Fragmento del texto —
++++++++++

Los años en Galicia fueron fructífero­s, bajo los auspicios del ministro Montero Ríos, pero no lo serían menos los vallisolet­anos bajo los del «albismo» y, sobre todo, en lo que al encargo del mencionado Sagrado Corazón se refiere, gracias al anillo protector, primero del cardenal Segura, y luego de los obispos Cos y de quien fuera verdadero renovador e impulsor de la Semana Santa vallisolet­ana Remigio Gandásegui y Gorrocháte­gui. La advocación del Sagrado Corazón, de origen francés (poco antes se había erigido sobre la colina de Montmartre en París uno de sus edificios más emblemátic­os, el Sacré-Coeur) tenía sin embargo en Valladolid su foco irradiador en la figura del estudiante jesuita Francisco de Hoyos, a quien el 14 de mayo de 1733 se le había revelado la Gran Promesa en la que Jesús le anunció: «Reinaré en España, y con más veneración que en otras muchas partes». Y fuera por la influencia de la basílica parisina o por la fervorosa extensión del culto al corazón ardiente de Cristo que vivía el momento, lo cierto es que Núñez albergaba en su fuero interno la idea de coronar aquella torre –de insulso remate–, recién levantada sobre la mole herreriana, con una monumental figura (ocho metros) de un Dios a corazón abierto. La oportuna confesión al cardenal Segura de sus inquietude­s y el impulso renovador del siempre inquieto Gandásegui hicieron el resto. La escultura fue consagrada el 23 de junio de 1923. Y a la misma le dedicaría su creador unos estimables versos que también conocemos.

Núñez moriría en Madrid, meta de muchos funcionari­os de la época, en 1937. Pero la ciudad del Pisuerga guarda su memoria en una calle escondida, no muy lejos de donde Cristo preside hierático y paciente el paso del tiempo. Hoy, bajo una de las placas que estampan su nombre y como una broma del destino, un altorrelie­ve moderno vomita la figura de una calavera y un diablo, orlados por el lema «Calaveras y diablitos. Inferno Rock Bar». Menos mal que el escultor de los cielos los vigila de cerca y desde las alturas.

++++++++++

Datos aportados —
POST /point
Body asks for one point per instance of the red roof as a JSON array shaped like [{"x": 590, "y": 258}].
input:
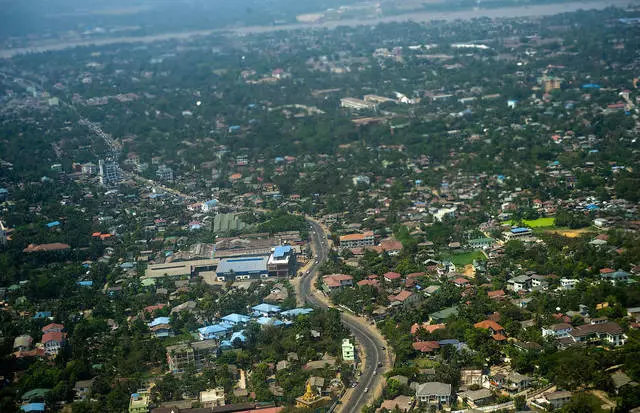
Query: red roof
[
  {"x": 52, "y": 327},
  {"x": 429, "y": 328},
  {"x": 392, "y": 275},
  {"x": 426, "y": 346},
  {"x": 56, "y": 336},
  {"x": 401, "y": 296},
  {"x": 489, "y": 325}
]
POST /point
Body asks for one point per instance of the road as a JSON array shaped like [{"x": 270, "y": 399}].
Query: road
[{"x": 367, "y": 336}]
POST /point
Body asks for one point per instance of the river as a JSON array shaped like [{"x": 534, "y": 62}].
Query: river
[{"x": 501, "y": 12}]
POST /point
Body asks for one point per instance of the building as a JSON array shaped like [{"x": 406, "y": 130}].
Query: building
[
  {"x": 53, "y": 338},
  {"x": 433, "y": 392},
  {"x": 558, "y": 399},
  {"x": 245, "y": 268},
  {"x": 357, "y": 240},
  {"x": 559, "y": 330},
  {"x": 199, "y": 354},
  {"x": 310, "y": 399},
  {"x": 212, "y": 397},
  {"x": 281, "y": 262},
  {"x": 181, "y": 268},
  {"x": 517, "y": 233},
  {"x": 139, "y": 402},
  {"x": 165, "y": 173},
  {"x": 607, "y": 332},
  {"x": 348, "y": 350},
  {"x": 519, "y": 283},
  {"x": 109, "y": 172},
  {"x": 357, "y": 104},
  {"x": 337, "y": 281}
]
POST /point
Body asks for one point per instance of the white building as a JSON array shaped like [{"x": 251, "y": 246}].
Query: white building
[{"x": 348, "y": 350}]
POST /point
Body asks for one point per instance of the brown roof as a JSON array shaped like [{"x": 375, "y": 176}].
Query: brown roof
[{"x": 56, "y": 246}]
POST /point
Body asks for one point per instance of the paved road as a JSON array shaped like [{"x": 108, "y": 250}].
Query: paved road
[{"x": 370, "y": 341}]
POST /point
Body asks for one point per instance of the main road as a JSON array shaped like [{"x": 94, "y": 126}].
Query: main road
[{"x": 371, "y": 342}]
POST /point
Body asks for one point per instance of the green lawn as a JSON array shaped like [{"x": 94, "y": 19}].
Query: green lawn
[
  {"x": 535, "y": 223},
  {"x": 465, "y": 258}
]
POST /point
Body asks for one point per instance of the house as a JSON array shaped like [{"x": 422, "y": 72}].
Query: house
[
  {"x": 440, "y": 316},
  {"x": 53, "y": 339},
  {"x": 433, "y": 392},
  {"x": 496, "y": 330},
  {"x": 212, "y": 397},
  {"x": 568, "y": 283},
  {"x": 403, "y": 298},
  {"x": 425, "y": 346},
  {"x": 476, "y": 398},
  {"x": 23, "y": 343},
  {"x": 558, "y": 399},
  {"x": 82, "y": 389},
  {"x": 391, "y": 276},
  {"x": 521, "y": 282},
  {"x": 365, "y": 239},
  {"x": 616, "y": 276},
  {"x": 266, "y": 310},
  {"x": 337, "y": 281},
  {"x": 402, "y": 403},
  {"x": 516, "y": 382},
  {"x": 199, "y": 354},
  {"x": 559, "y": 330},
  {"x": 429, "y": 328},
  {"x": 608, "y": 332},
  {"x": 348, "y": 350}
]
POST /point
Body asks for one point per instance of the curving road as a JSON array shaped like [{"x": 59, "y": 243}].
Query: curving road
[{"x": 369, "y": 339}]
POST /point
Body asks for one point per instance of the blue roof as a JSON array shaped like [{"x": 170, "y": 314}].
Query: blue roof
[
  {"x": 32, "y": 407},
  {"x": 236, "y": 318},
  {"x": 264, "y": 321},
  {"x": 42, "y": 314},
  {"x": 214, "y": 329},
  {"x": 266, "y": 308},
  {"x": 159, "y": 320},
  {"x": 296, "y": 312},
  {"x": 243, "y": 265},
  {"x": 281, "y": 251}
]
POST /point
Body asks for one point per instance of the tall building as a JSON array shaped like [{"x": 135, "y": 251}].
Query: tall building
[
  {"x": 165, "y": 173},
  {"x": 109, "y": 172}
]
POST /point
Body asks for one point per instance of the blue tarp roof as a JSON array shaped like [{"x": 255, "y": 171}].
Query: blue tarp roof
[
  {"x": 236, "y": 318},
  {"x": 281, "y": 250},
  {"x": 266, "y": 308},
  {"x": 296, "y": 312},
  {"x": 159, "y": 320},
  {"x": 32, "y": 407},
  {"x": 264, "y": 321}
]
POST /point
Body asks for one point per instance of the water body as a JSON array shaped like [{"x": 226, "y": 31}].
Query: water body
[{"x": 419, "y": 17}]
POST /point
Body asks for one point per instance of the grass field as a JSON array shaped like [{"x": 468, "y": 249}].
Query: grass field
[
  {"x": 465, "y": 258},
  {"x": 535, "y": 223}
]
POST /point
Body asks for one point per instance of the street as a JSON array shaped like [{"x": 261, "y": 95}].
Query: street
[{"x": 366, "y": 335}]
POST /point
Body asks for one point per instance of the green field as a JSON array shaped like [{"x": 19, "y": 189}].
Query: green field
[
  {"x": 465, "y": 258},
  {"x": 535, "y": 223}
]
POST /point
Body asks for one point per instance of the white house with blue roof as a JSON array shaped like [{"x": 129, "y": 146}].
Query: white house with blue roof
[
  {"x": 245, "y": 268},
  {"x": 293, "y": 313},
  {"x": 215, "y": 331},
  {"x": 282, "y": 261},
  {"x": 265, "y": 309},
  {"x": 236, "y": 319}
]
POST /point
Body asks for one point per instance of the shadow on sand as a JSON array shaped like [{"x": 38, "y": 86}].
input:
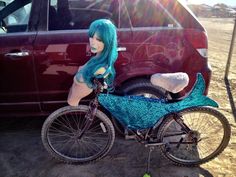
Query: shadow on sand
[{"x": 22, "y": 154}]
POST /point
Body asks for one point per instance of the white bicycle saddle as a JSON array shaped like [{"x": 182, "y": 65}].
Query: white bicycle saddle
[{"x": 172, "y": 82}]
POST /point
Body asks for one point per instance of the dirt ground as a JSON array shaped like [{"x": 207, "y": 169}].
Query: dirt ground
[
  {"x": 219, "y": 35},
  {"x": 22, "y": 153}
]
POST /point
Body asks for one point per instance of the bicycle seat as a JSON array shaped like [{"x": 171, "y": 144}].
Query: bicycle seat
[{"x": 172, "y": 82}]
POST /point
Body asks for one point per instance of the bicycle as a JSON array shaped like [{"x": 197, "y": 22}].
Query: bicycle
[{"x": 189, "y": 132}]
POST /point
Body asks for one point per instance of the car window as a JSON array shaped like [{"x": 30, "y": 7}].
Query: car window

++++++++++

En qué consiste — Determine si cada afirmación concuerda con el fragmento sobre la escultura del Sagrado Corazón, respondiendo sí o no y citando literalmente las palabras del fragmento que lo deciden. 1. La escultura se consagró el 23 de junio de 1923. 2. Núñez murió en Valladolid. 3. La figura que corona la torre mide ocho metros.

Problema resuelto —
1. Sí: «La escultura fue consagrada el 23 de junio de 1923».
2. No: «Núñez moriría en Madrid».
3. Sí: «con una monumental figura (ocho metros)».